• _Brief_:
In the concrete dataset description below, copy everything from "1. Value of" down to "through traditional methods." word for word.

• _Document passage_:
▬▬▬▬▬▬▬▬▬▬

Data source location	•Institution: Materials laboratory “Ing. Luis Silva Ruelas” located at the Civil Engineering Faculty, Universidad Michoacana de San Nicolás de Hidalgo. •City: Morelia, Michoacán. •Country: México. •atitude and longitude (and GPS coordinates, if possible) for collected samples/data: 19.6896°N and 101.2039°E.
Data accessibility	Repository name: GitHub Data identification number: 10.5281/zenodo.10553470 Direct URL to data: https://github.com/JaGuzmanT/ConcreteXAI

1. Value of the Data

• •The dataset includes concrete properties, mechanics, and non-destructive tests, which facilitates comprehensive exploration of material behavior. This is crucial for materials scientists and researchers aiming to understand the intricate relationships between various additives, materials, age testing, and cement brands. Machine learning algorithms can uncover patterns and correlations, leading to insights that may not be apparent through traditional methods.

▬▬▬▬▬▬▬▬▬▬

• _Listing_:
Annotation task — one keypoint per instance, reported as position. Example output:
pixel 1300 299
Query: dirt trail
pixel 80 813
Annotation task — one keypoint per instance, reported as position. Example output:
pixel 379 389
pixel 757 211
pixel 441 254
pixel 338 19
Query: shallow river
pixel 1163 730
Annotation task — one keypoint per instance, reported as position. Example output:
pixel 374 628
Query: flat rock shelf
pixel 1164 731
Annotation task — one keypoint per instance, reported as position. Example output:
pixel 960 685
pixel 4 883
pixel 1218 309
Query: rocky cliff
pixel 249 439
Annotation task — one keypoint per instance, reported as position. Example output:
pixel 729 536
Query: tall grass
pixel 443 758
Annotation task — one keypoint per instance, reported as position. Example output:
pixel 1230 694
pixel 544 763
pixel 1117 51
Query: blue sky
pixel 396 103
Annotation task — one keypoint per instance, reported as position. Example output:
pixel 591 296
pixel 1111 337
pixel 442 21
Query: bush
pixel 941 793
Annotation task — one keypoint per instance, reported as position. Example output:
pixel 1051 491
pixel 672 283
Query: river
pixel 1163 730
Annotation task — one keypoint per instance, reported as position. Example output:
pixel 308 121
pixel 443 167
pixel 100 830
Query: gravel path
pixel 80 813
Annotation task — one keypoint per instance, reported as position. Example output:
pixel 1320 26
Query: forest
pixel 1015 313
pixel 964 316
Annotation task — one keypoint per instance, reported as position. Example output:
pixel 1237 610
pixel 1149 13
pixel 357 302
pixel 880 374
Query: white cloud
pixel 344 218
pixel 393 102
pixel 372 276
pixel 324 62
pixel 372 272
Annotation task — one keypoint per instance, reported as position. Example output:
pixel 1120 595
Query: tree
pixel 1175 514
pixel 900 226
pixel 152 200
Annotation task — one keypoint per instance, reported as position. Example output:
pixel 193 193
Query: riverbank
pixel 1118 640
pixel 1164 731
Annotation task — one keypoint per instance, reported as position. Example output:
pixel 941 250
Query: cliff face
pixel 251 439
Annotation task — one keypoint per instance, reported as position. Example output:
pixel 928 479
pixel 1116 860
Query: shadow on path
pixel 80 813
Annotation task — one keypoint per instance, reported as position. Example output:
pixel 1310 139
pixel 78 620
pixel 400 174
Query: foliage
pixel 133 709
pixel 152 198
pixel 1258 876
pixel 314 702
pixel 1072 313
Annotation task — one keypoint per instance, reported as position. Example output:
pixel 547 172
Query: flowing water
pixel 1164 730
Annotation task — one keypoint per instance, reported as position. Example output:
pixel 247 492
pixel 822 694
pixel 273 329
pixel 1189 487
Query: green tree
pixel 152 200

▬▬▬▬▬▬▬▬▬▬

• _Completed exercise_:
1. Value of the Data

• •The dataset includes concrete properties, mechanics, and non-destructive tests, which facilitates comprehensive exploration of material behavior. This is crucial for materials scientists and researchers aiming to understand the intricate relationships between various additives, materials, age testing, and cement brands. Machine learning algorithms can uncover patterns and correlations, leading to insights that may not be apparent through traditional methods.